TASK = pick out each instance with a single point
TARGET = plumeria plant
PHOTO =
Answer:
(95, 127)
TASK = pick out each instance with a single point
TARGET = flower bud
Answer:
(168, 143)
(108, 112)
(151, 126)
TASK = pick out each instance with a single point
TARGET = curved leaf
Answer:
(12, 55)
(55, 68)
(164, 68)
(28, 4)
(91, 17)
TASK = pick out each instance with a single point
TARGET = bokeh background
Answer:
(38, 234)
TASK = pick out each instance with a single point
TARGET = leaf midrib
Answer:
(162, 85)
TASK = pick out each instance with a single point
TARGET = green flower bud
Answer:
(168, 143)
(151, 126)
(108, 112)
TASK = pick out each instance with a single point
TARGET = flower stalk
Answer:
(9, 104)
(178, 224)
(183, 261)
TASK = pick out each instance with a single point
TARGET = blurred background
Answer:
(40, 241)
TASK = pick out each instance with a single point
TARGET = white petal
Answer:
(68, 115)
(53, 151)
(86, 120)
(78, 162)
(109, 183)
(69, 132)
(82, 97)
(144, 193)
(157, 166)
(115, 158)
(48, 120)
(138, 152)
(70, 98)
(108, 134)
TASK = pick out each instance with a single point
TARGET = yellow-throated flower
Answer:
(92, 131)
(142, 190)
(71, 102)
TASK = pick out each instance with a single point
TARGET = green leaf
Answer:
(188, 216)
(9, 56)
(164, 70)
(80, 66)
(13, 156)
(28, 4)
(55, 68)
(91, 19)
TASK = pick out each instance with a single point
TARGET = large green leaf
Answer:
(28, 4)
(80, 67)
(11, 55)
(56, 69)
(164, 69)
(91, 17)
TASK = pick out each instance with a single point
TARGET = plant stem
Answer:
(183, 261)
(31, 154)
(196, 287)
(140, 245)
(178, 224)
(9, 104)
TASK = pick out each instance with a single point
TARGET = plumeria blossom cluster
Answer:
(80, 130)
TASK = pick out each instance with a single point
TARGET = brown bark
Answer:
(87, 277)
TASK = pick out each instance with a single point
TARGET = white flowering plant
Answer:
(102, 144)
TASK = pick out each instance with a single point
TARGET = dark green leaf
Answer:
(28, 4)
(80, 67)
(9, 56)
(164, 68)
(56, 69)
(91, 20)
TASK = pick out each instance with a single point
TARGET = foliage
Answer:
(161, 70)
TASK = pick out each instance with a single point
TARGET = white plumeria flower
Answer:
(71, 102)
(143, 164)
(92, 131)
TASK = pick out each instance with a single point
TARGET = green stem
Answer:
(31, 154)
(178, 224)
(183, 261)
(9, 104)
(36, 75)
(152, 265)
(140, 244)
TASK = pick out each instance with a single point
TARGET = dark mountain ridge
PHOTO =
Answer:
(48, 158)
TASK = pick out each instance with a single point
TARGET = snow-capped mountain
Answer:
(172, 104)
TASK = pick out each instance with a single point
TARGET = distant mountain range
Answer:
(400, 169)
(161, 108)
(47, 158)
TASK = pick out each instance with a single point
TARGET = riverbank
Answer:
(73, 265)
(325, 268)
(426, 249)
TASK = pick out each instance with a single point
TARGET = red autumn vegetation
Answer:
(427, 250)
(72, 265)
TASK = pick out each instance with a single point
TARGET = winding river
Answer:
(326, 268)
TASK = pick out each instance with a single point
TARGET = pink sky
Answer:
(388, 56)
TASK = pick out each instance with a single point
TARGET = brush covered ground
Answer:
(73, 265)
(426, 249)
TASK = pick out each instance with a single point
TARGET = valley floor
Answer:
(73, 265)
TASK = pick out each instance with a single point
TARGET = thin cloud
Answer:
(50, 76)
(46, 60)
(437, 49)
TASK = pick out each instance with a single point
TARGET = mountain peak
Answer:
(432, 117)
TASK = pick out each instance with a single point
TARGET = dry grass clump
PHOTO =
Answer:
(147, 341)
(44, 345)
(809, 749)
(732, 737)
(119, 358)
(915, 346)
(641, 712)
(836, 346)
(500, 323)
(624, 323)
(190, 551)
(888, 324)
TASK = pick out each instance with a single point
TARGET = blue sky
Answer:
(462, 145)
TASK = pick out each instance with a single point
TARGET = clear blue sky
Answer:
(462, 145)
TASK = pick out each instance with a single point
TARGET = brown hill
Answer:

» **DIRECTIVE**: Each of the records should be retyped exactly.

» **RESPONSE BELOW**:
TASK = pick out each instance with a single point
TARGET = plumeria plant
PHOTO =
Answer:
(95, 127)
TASK = pick out each instance with a single point
TARGET = flower bud
Answer:
(168, 143)
(108, 112)
(151, 126)
TASK = pick out each instance with a single point
TARGET = curved leaf
Answer:
(12, 55)
(55, 68)
(164, 68)
(28, 4)
(91, 17)
TASK = pick out each instance with a single point
TARGET = bokeh background
Answer:
(38, 234)
TASK = pick out each instance with a single point
TARGET = leaf midrib
Answer:
(162, 85)
TASK = pick out each instance with a single point
TARGET = green flower bud
Answer:
(168, 143)
(151, 126)
(108, 112)
TASK = pick out each instance with a single point
TARGET = flower stalk
Answer:
(9, 104)
(178, 224)
(183, 261)
TASK = pick out each instance with a single point
TARGET = blurred background
Answer:
(40, 241)
TASK = pick out each instance with a single point
TARGET = white petal
Answer:
(68, 115)
(53, 151)
(86, 120)
(78, 162)
(109, 183)
(69, 132)
(82, 97)
(144, 193)
(157, 166)
(115, 158)
(48, 120)
(138, 152)
(70, 98)
(108, 134)
TASK = pick out each instance with a single point
TARGET = yellow-throated flower
Answer:
(92, 131)
(142, 190)
(71, 102)
TASK = pick out each instance with a single point
TARGET = green leaf
Answer:
(188, 216)
(9, 56)
(164, 70)
(80, 66)
(13, 156)
(28, 4)
(55, 68)
(91, 19)
TASK = pick out each instance with a single point
TARGET = large green leaf
Answer:
(28, 4)
(80, 67)
(11, 55)
(56, 69)
(164, 69)
(91, 17)
TASK = pick out each instance with a single point
TARGET = plant stem
Answer:
(183, 261)
(31, 154)
(196, 287)
(140, 245)
(178, 224)
(9, 104)
TASK = pick out each instance with a single point
TARGET = plumeria blossom cluster
Answer:
(80, 130)
TASK = pick out each instance with a single point
TARGET = brown bark
Answer:
(87, 277)
TASK = pick out each instance with a single point
TARGET = white flowering plant
Answer:
(102, 144)
TASK = pick out each instance with a single point
TARGET = dark green leaf
Answer:
(28, 4)
(80, 67)
(9, 56)
(164, 68)
(56, 69)
(91, 20)
TASK = pick out each instance with a single point
TARGET = foliage
Answer:
(161, 70)
TASK = pick out each instance with a single point
TARGET = white plumeria flower
Answer:
(71, 102)
(143, 164)
(92, 131)
TASK = pick out each instance with a single point
TARGET = green stem
Answer:
(31, 154)
(178, 224)
(183, 261)
(9, 104)
(36, 75)
(152, 265)
(140, 244)
TASK = pick out each instance with a single point
TARGET = dark mountain ridge
PHOTO =
Answer:
(48, 158)
TASK = pick out each instance with a single point
TARGET = snow-capped mountain
Answer:
(172, 104)
TASK = pick out each instance with a single point
TARGET = distant mountain range
Answer:
(400, 169)
(161, 108)
(47, 158)
TASK = pick out each instance with a single point
TARGET = riverbank
Answer:
(73, 265)
(325, 268)
(426, 249)
TASK = pick out each instance with a single point
TARGET = red autumn vegetation
Answer:
(427, 250)
(72, 265)
TASK = pick out each instance with a single point
TARGET = winding river
Answer:
(326, 268)
TASK = pick out each instance with a single point
TARGET = pink sky
Answer:
(388, 56)
TASK = pick out each instance with a single point
TARGET = brush covered ground
Answer:
(73, 265)
(426, 249)
TASK = pick out each instance with a single point
TARGET = valley floor
Answer:
(73, 265)
TASK = pick out each instance with a single point
TARGET = thin cloud
Answer:
(50, 76)
(46, 60)
(437, 49)
TASK = pick out each instance with a single point
TARGET = mountain peak
Answer:
(432, 117)
TASK = pick out each instance with a single point
TARGET = dry grass clump
PHOTO =
Answer:
(147, 341)
(44, 345)
(809, 749)
(732, 737)
(119, 358)
(915, 346)
(641, 712)
(836, 346)
(500, 323)
(624, 323)
(190, 551)
(888, 324)
TASK = pick out each instance with a single point
TARGET = blue sky
Answer:
(462, 145)
TASK = pick out each instance with a single point
TARGET = clear blue sky
Answer:
(462, 145)
TASK = pick out each instance with a single point
TARGET = brown hill
Answer:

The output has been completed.